=== Referring expression pointing data ===
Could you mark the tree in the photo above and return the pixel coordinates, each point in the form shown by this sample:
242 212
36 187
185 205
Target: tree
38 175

=== What is needed ===
Each line in the records above must be returned exactly as it stands.

=== Answer to the problem ===
Could you mark the tree in the photo above and return the pixel coordinates, each point in the form shown by this sample:
242 212
36 187
185 205
Target: tree
38 175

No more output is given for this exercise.